Your objective:
Reproduce each entry below exactly as it appears.

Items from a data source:
------------------------------------------------

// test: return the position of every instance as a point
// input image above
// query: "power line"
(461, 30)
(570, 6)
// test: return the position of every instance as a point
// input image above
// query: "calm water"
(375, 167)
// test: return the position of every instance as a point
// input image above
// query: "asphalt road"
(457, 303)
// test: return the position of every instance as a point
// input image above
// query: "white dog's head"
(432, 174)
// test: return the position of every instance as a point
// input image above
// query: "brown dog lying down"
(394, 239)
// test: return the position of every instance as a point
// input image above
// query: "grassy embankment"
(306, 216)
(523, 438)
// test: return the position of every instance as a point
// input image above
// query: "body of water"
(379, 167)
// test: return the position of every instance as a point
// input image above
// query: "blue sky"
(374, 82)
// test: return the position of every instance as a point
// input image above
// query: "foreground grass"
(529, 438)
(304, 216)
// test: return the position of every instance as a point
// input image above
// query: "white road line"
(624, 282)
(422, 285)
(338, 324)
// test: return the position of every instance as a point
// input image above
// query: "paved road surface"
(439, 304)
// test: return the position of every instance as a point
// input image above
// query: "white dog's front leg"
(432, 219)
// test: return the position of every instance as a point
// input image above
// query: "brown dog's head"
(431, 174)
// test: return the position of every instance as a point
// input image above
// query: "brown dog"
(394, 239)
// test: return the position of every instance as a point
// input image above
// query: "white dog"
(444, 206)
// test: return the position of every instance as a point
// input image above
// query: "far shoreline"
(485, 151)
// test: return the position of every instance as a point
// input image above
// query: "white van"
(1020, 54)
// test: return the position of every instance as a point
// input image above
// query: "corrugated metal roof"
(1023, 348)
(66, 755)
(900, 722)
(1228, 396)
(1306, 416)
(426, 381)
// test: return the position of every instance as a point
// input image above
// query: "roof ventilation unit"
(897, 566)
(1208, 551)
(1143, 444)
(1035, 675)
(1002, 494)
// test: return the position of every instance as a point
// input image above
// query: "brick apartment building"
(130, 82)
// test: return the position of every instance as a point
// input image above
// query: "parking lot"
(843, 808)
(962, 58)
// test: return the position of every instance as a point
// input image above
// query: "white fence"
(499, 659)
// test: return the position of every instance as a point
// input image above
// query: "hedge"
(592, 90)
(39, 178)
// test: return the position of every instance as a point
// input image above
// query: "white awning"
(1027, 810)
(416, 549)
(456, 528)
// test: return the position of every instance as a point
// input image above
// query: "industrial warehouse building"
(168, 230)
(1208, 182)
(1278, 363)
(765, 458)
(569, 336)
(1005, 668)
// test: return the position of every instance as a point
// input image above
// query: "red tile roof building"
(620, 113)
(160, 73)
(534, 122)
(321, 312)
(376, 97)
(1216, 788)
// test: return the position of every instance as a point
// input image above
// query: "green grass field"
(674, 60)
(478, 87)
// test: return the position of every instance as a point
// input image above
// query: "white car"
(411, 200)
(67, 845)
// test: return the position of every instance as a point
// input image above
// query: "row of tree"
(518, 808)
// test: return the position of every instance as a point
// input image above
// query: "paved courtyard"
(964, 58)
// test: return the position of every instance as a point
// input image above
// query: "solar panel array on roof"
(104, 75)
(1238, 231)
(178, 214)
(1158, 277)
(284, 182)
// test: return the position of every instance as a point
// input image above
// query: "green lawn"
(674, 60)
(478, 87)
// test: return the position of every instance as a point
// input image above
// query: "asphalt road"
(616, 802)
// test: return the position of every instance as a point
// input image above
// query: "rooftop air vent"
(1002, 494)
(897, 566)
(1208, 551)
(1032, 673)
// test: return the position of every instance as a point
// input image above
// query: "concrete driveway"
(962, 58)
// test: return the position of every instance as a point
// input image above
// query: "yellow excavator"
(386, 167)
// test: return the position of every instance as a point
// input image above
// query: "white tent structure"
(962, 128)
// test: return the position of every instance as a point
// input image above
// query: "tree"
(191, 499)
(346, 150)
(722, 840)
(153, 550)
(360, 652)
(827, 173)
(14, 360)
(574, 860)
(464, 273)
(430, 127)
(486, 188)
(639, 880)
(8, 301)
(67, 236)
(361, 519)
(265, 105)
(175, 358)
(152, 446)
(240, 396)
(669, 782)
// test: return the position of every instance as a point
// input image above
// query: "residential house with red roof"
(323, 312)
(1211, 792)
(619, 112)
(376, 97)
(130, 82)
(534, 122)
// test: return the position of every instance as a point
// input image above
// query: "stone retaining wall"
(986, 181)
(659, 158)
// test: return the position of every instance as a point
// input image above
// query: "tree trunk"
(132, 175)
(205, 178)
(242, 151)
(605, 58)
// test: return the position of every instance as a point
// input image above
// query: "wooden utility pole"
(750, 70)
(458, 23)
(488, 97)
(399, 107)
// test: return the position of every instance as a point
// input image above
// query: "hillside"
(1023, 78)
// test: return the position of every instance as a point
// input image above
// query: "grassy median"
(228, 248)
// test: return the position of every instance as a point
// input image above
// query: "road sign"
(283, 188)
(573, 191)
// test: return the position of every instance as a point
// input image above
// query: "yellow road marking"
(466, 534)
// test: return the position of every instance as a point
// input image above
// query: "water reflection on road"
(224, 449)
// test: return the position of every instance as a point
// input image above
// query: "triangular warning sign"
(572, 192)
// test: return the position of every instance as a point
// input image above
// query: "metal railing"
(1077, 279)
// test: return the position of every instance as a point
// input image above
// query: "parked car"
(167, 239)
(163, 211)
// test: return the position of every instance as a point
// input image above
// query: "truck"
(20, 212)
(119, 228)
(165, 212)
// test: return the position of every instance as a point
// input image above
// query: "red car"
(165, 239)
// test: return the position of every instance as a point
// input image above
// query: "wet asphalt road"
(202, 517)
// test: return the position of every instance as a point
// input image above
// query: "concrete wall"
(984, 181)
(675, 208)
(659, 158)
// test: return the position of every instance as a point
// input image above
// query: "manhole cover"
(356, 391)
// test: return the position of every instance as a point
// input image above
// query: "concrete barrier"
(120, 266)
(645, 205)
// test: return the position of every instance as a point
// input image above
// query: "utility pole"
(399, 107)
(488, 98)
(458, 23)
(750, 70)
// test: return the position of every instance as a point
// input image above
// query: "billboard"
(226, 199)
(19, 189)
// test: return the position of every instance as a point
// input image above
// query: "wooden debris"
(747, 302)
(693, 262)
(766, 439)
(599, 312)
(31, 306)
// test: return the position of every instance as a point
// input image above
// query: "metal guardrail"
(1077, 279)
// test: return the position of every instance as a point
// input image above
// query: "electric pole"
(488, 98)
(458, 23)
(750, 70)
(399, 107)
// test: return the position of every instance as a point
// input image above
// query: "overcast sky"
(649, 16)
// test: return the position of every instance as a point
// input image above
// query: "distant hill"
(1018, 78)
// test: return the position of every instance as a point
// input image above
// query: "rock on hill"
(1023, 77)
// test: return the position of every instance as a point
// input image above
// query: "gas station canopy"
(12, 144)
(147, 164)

------------------------------------------------

Exercise answer:
// test: return the position of every instance as a point
// input image above
// query: "power line"
(461, 30)
(570, 6)
// test: return the position of every instance as a point
// input image above
// query: "calm water"
(375, 167)
// test: return the position of every instance as a point
// input image above
// query: "asphalt road"
(457, 303)
// test: return the position of every instance as a point
// input image above
// query: "white dog's head"
(432, 174)
// test: return the position of every instance as a point
// input image above
// query: "brown dog lying down"
(394, 239)
// test: return the position of every instance as a point
// input image above
// query: "grassy embankment"
(306, 216)
(523, 438)
// test: return the position of every instance as a point
// input image above
// query: "body of water"
(379, 167)
// test: return the position of every instance as a point
// input image above
// query: "blue sky"
(374, 82)
// test: return the position of every instance as a point
// input image above
// query: "foreground grass"
(529, 438)
(304, 216)
// test: return the position of every instance as a point
// input image above
// query: "white road line"
(624, 282)
(422, 285)
(338, 324)
// test: return the position of every instance as a point
// input image above
// query: "paved road surface"
(439, 304)
// test: return the position of every instance as a point
// input image above
// query: "white dog's front leg"
(432, 219)
// test: return the position of every instance as a point
// input image above
// query: "brown dog's head"
(431, 174)
// test: return the position of every instance as a point
// input image above
// query: "brown dog"
(394, 239)
// test: return the position of every instance as a point
// input image above
// query: "white dog"
(444, 206)
// test: return the position of every instance as a point
// input image above
// query: "far shoreline"
(485, 151)
// test: return the position of every instance as a point
// input image above
// query: "white van"
(1020, 54)
// test: return the position of every instance as a point
// input image above
// query: "corrugated metal roof"
(1023, 348)
(66, 755)
(900, 722)
(1228, 396)
(1306, 416)
(426, 381)
// test: return the position of every instance as a point
// input image above
// query: "roof ventilation unit"
(897, 566)
(1208, 551)
(1143, 444)
(1035, 675)
(1002, 494)
// test: return the position of every instance as a point
// input image above
// query: "brick apartment building"
(130, 82)
// test: return the position of every instance as a point
// input image above
// query: "parking lot"
(843, 808)
(962, 58)
// test: return the position of every instance as a point
// input image above
// query: "white fence"
(499, 659)
// test: return the position of every instance as a point
// input image above
// query: "hedge"
(592, 90)
(39, 178)
// test: return the position of every instance as a point
// input image above
// query: "white awning"
(1027, 810)
(416, 549)
(456, 528)
// test: return the position of every instance as a point
// input image above
// query: "industrial warehouse building"
(168, 230)
(1208, 182)
(1278, 363)
(765, 458)
(569, 336)
(1005, 668)
// test: return the position of every instance as a point
// input image above
// query: "red tile roof building"
(620, 113)
(160, 73)
(534, 122)
(321, 312)
(376, 97)
(1216, 788)
// test: return the position of every instance as a point
// input image above
// query: "green grass field"
(674, 60)
(478, 87)
// test: return the position of every instance as a point
// input image above
// query: "white car"
(411, 200)
(67, 845)
// test: return the position of every instance as a point
// input image above
// query: "row of tree"
(518, 808)
// test: return the position of every instance as a point
// input image above
// query: "paved courtyard"
(964, 58)
// test: return the position of every instance as a point
// input image above
// query: "solar panel array on roof"
(104, 75)
(1238, 231)
(178, 214)
(1158, 277)
(284, 182)
// test: return the position of every instance as a point
// input image above
// query: "green lawn"
(674, 60)
(478, 87)
// test: return the position of every instance as a point
// input image above
// query: "asphalt road"
(616, 802)
// test: return the position of every instance as a point
// input image above
// query: "rooftop air vent"
(1002, 494)
(897, 566)
(1208, 551)
(1032, 673)
// test: return the position of every instance as a point
// input image above
// query: "concrete driveway"
(962, 58)
// test: return the position of every instance as a point
// input image above
// query: "yellow excavator"
(386, 167)
// test: return the position of every instance as a point
// input image above
// query: "white tent structure"
(962, 128)
// test: return the position of every instance as a point
// input image above
// query: "tree"
(191, 499)
(346, 150)
(722, 840)
(153, 550)
(360, 652)
(827, 173)
(14, 360)
(574, 860)
(464, 273)
(430, 127)
(486, 188)
(639, 880)
(8, 301)
(67, 236)
(361, 519)
(265, 105)
(175, 358)
(152, 446)
(240, 396)
(669, 782)
// test: return the position of every instance as a point
// input image above
// query: "residential house with red roof"
(323, 312)
(1211, 792)
(619, 112)
(376, 97)
(130, 82)
(534, 122)
// test: return the position of every instance as a point
// input image above
// query: "stone retaining wall"
(986, 181)
(659, 158)
// test: return the position of every instance as a point
// input image above
// query: "tree trunk"
(132, 175)
(205, 178)
(242, 151)
(605, 58)
// test: return the position of every instance as a point
// input image above
// query: "wooden utility pole"
(750, 70)
(458, 23)
(488, 97)
(399, 107)
// test: return the position of every instance as a point
// input image above
// query: "hillside"
(1023, 78)
// test: return the position of every instance as a point
// input image above
// query: "grassy median"
(228, 248)
// test: return the position of every instance as a point
// input image above
// query: "road sign"
(283, 188)
(573, 191)
// test: return the position of every instance as a point
// input image above
// query: "yellow road marking"
(466, 534)
// test: return the position of every instance as a point
// input image above
// query: "water reflection on road"
(224, 449)
// test: return the position of every instance as a point
// input image above
// query: "triangular warning sign"
(572, 192)
// test: return the position of every instance as a point
// input image above
// query: "metal railing"
(1077, 279)
// test: return the position of every instance as a point
// input image above
// query: "parked car"
(167, 239)
(163, 211)
// test: return the position of every instance as a point
// input image above
// query: "truck"
(20, 212)
(119, 228)
(165, 212)
// test: return the position of every instance as a point
// input image above
// query: "red car"
(165, 239)
// test: return the position of every instance as a point
// input image above
// query: "wet asphalt road"
(202, 517)
// test: return the position of every instance as a point
// input image above
// query: "concrete wall"
(984, 181)
(675, 208)
(659, 158)
// test: return the position of every instance as a point
// input image above
// query: "manhole cover"
(356, 391)
// test: return the position of every instance as a point
// input image above
// query: "concrete barrier"
(120, 266)
(645, 205)
// test: return the position of every instance as a point
// input image above
// query: "utility pole"
(399, 107)
(488, 98)
(458, 23)
(750, 70)
// test: return the position of every instance as a point
// input image above
// query: "billboard"
(226, 199)
(19, 189)
// test: return the position of every instance as a point
// input image above
// query: "wooden debris"
(747, 302)
(693, 262)
(766, 439)
(599, 312)
(31, 306)
// test: return the position of every instance as a point
// input image above
// query: "metal guardrail"
(1077, 279)
// test: return the position of every instance as a point
// input image above
// query: "electric pole"
(488, 98)
(458, 23)
(750, 70)
(399, 107)
// test: return the position of every instance as a point
// input image above
// query: "overcast sky"
(649, 16)
// test: return the position of every instance as a point
// input image above
// query: "distant hill"
(1018, 78)
// test: return the position of every instance as a point
// input image above
// query: "rock on hill"
(1023, 77)
// test: return the position of every instance as a point
// input image above
// query: "gas station canopy"
(12, 144)
(147, 164)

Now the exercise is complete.